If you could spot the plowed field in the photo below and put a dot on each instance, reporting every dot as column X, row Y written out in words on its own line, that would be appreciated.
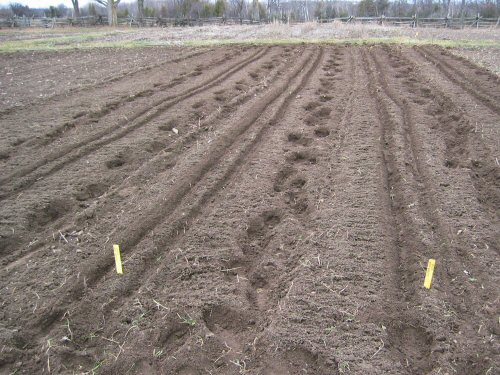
column 276, row 207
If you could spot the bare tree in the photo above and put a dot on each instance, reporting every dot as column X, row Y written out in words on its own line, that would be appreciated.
column 111, row 5
column 76, row 8
column 239, row 8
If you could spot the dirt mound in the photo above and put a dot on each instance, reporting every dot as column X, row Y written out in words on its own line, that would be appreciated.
column 273, row 217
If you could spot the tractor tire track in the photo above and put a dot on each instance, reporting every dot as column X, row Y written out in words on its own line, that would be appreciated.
column 457, row 77
column 155, row 165
column 169, row 205
column 104, row 82
column 441, row 246
column 82, row 148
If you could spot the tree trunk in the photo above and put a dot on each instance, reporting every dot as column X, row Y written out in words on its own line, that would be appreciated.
column 76, row 8
column 462, row 14
column 110, row 12
column 115, row 13
column 140, row 10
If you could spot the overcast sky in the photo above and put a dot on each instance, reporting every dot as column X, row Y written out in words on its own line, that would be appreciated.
column 46, row 3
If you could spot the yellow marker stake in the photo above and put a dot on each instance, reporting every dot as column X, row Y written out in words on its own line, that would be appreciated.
column 118, row 259
column 429, row 273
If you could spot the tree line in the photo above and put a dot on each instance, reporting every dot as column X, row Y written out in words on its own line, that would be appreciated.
column 291, row 10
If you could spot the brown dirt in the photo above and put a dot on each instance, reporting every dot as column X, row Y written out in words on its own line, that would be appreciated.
column 283, row 229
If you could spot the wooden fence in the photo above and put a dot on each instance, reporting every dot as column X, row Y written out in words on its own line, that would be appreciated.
column 475, row 22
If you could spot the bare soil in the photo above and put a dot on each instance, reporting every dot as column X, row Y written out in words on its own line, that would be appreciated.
column 275, row 206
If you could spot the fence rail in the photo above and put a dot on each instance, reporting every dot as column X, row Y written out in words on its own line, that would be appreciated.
column 475, row 22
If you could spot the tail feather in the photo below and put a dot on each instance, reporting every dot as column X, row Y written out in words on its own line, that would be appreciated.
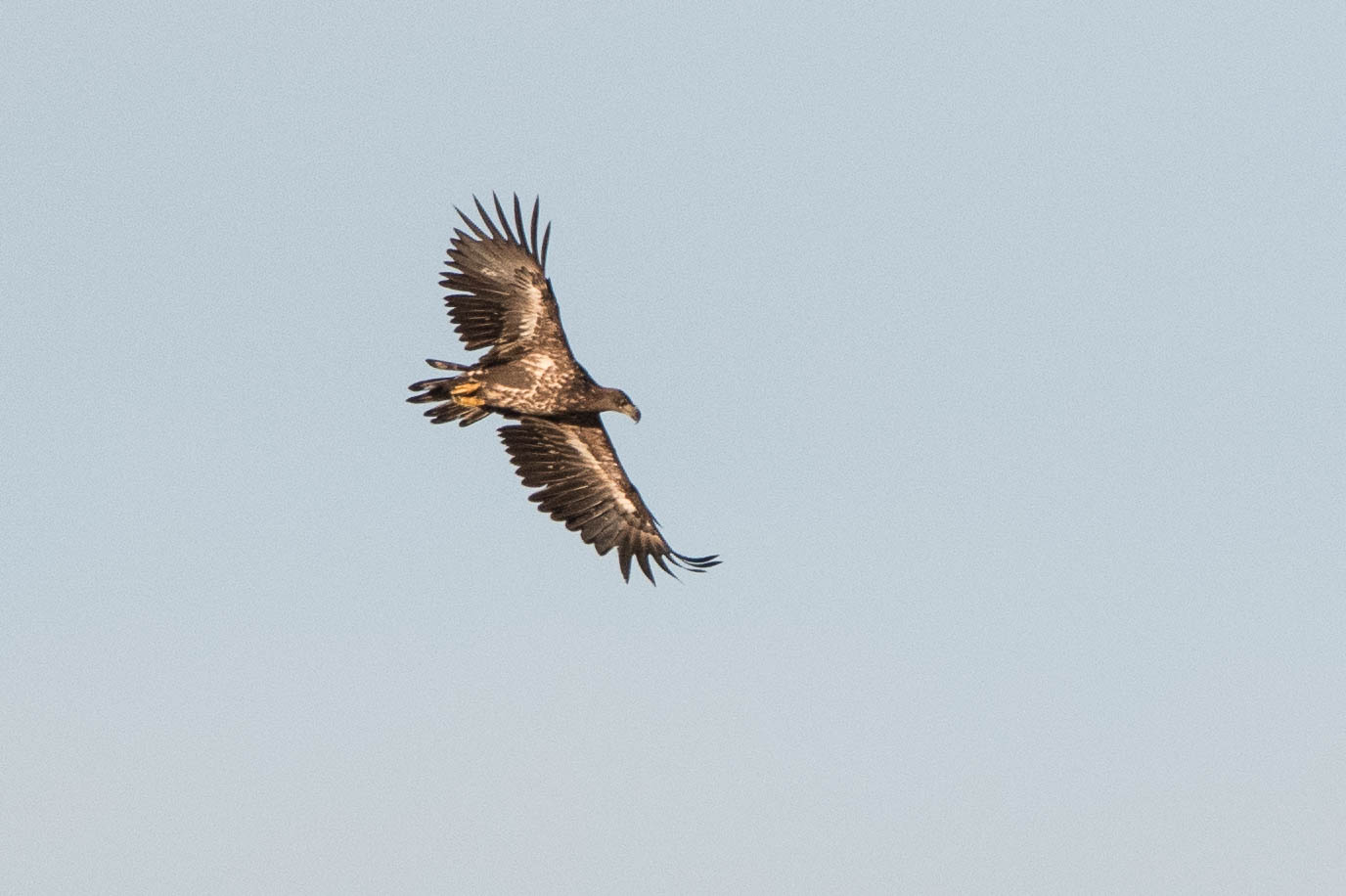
column 442, row 390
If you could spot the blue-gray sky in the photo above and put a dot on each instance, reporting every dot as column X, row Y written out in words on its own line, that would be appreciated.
column 998, row 348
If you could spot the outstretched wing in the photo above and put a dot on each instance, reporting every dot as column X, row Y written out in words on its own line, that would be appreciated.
column 501, row 294
column 583, row 486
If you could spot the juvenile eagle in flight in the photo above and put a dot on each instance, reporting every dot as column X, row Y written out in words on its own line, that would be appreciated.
column 502, row 299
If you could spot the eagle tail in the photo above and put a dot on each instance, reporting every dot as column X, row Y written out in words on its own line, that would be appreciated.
column 454, row 393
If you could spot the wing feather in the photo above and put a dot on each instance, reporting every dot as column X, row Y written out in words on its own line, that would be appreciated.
column 583, row 484
column 501, row 296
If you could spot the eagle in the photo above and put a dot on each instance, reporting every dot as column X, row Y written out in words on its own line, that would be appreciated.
column 501, row 299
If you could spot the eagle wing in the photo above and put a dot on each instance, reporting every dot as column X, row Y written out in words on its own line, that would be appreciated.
column 501, row 293
column 582, row 483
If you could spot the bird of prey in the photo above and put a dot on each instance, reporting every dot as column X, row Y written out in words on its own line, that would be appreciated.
column 500, row 297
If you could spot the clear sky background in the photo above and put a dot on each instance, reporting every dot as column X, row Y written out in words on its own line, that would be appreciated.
column 996, row 347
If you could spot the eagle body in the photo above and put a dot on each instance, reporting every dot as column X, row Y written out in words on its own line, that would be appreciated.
column 504, row 301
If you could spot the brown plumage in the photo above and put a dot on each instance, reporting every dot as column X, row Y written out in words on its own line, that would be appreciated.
column 502, row 299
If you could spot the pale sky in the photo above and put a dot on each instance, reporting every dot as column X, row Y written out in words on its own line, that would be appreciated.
column 996, row 347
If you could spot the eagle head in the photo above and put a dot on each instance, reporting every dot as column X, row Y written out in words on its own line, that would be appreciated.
column 626, row 407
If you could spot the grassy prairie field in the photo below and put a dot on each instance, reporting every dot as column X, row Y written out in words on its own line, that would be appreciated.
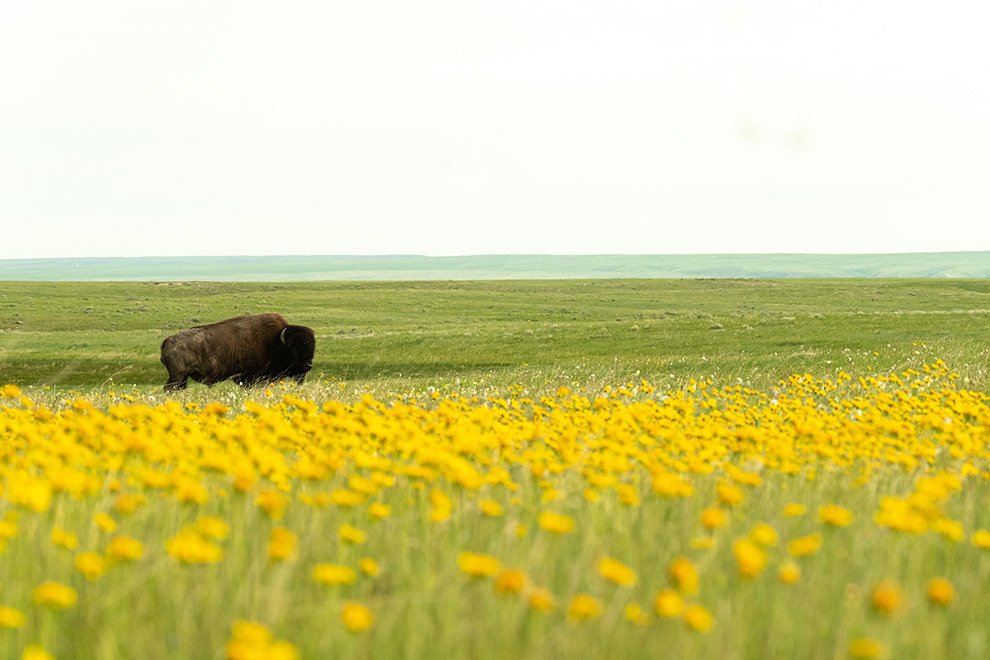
column 85, row 335
column 504, row 266
column 581, row 469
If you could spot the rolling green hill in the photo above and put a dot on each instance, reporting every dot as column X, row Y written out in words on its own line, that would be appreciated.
column 487, row 267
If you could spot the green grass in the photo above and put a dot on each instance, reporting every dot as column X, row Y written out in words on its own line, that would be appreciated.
column 520, row 340
column 397, row 334
column 486, row 267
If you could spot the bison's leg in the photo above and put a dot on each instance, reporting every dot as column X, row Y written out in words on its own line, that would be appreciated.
column 175, row 383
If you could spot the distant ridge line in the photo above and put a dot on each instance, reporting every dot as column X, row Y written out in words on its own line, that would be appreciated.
column 973, row 264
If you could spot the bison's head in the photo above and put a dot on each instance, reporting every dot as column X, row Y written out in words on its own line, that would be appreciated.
column 297, row 344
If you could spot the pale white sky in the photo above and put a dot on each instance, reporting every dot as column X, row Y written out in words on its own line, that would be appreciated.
column 198, row 127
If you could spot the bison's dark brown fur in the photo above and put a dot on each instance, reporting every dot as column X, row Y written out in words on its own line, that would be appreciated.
column 249, row 349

Given problem =>
Write out every one of the lines above as a numbered list, skipping any blank lines and leaving out the pictures.

Answer in full =>
1. If you could spot the plowed field in the photo below and put a dot on each instance, reporting every dot as column X, row Y written out in words on its own line, that would be appreciated.
2. column 276, row 207
3. If you could spot the bare tree in the photo above and put a dot on each instance, reporting every dot as column X, row Y written out in words on its own line, that would be appreciated.
4. column 111, row 5
5. column 76, row 8
6. column 239, row 8
7. If you could spot the dirt mound in the photo above and put a dot on each instance, reporting every dot as column X, row Y written out in words on its own line, that would be appreciated.
8. column 273, row 217
9. If you could spot the tractor tire track in the photo above and put a dot on each instance, reporting every dot as column X, row Y written out in words on its own line, that would be appreciated.
10. column 457, row 77
11. column 155, row 165
12. column 169, row 205
13. column 104, row 82
14. column 441, row 246
15. column 82, row 148
16. If you could spot the tree trunk in the photo above and put a dot on each instance, reporting every dot as column X, row Y written out in words on its own line, that would be appreciated.
17. column 76, row 8
18. column 462, row 14
19. column 110, row 12
20. column 115, row 13
21. column 140, row 10
22. If you could spot the overcast sky in the photo above and put a dot on each instance, reporting every dot as column X, row Y written out in words on its own line, that would be appreciated.
23. column 46, row 3
24. If you could spot the yellow marker stake in the photo above and put a dot on each instance, reporting every dot as column X, row Y written out in words on its own line, that would be appreciated.
25. column 118, row 259
26. column 429, row 273
27. If you could spot the tree line in the photo above and put a dot on each instance, reporting every dot as column X, row Y written out in words on its own line, that would be appreciated.
28. column 291, row 10
29. If you could spot the brown dirt in the photo above and put a dot on each instance, reporting every dot as column X, row Y written out in words on its own line, that would be appreciated.
30. column 283, row 229
31. If you could spot the wooden fence in the photo above and put a dot on each instance, reporting every dot as column X, row Y written out in words on its own line, that would be appreciated.
32. column 475, row 22
33. If you could spot the bare soil in the photo above and put a dot on each instance, reporting every dot as column X, row Y written out in words on its own line, that would be appreciated.
34. column 275, row 206
35. If you could spot the fence rail in the photo above and put a dot on each instance, reporting every dot as column X, row Y written out in words on its own line, that would be appreciated.
36. column 475, row 22
37. If you could spot the tail feather in the photo below and put a dot on each instance, reporting every dot as column X, row Y written out in words on its own line, that would be appreciated.
38. column 442, row 390
39. If you could spot the blue-gray sky in the photo above and put a dot on each instance, reporting every dot as column X, row Y written out in words on its own line, that would be appreciated.
40. column 998, row 348
41. If you could spot the outstretched wing in the photo above and put a dot on each instance, reporting every dot as column X, row Y written out in words on its own line, that would be appreciated.
42. column 501, row 294
43. column 583, row 486
44. If you could spot the juvenile eagle in flight in the photo above and put a dot on each instance, reporting every dot as column X, row Y written out in words on its own line, that would be appreciated.
45. column 502, row 299
46. If you could spot the eagle tail in the photo above and put a dot on each instance, reporting every dot as column X, row Y written out in words on its own line, that would be appreciated.
47. column 454, row 393
48. If you could spot the wing feather in the photo above and put a dot on each instance, reporting every dot as column X, row Y written out in words on its own line, that would be appreciated.
49. column 583, row 484
50. column 501, row 296
51. If you could spot the eagle in the photo above and put a dot on each instance, reporting every dot as column X, row Y written out in words on its own line, that would be appreciated.
52. column 501, row 299
53. If you could spot the eagle wing in the photo above and put a dot on each instance, reporting every dot as column X, row Y written out in words on its own line, that would be appreciated.
54. column 501, row 293
55. column 582, row 483
56. If you could spot the bird of prey in the photo above and put a dot on each instance, reporting every dot as column X, row Y written out in words on its own line, that would be appreciated.
57. column 500, row 297
58. If you could spot the clear sky background in the photo above and put a dot on each instance, reporting every dot as column X, row Y written out in words on its own line, that would be appreciated.
59. column 996, row 347
60. If you could spot the eagle body in the photo above and put a dot on each instance, reporting every dot as column X, row Y written out in words on its own line, that would be appreciated.
61. column 504, row 301
62. If you could spot the brown plumage in the photo above and put a dot on each instance, reporting every dot as column X, row Y written out in words on its own line, that would be appreciated.
63. column 502, row 299
64. If you could spot the pale sky in the photo above and put a dot on each instance, reporting every dot as column X, row Y written out in words on its own line, that would be appreciated.
65. column 996, row 347
66. If you could spot the eagle head in the photo above and put a dot on each instance, reporting every dot as column X, row Y written out in words on its own line, that would be appreciated.
67. column 626, row 407
68. If you could spot the grassy prairie field in the photo below and put a dot on each instance, reporting every dot as column X, row Y written out in words on its own line, that would be appreciated.
69. column 85, row 335
70. column 504, row 266
71. column 581, row 469
72. If you could spot the rolling green hill in the photo above and put a dot on each instance, reporting every dot as column X, row Y written out in words on its own line, that would be appreciated.
73. column 487, row 267
74. If you could spot the green grass in the photo above and put a dot on each instance, reporting every dot as column X, row Y written out in words on its own line, that would be appreciated.
75. column 520, row 340
76. column 397, row 334
77. column 486, row 267
78. If you could spot the bison's leg in the photo above and put a dot on each instance, reporting every dot as column X, row Y written out in words on its own line, that would be appreciated.
79. column 175, row 383
80. If you could spot the distant ridge line in the photo above and put a dot on each instance, reporting every dot as column X, row Y written out in words on its own line, that would be appreciated.
81. column 973, row 264
82. If you could spot the bison's head in the photo above and put a dot on each instance, reporting every dot as column X, row Y written out in words on its own line, that would be appreciated.
83. column 297, row 344
84. If you could spot the pale white sky in the photo above and put a dot on each instance, reporting every dot as column X, row Y written out in words on its own line, that would be appreciated.
85. column 198, row 127
86. If you could spot the bison's dark brown fur in the photo above and put a dot on each instance, reporting every dot as column X, row Y written out in words on its own line, that would be appreciated.
87. column 249, row 349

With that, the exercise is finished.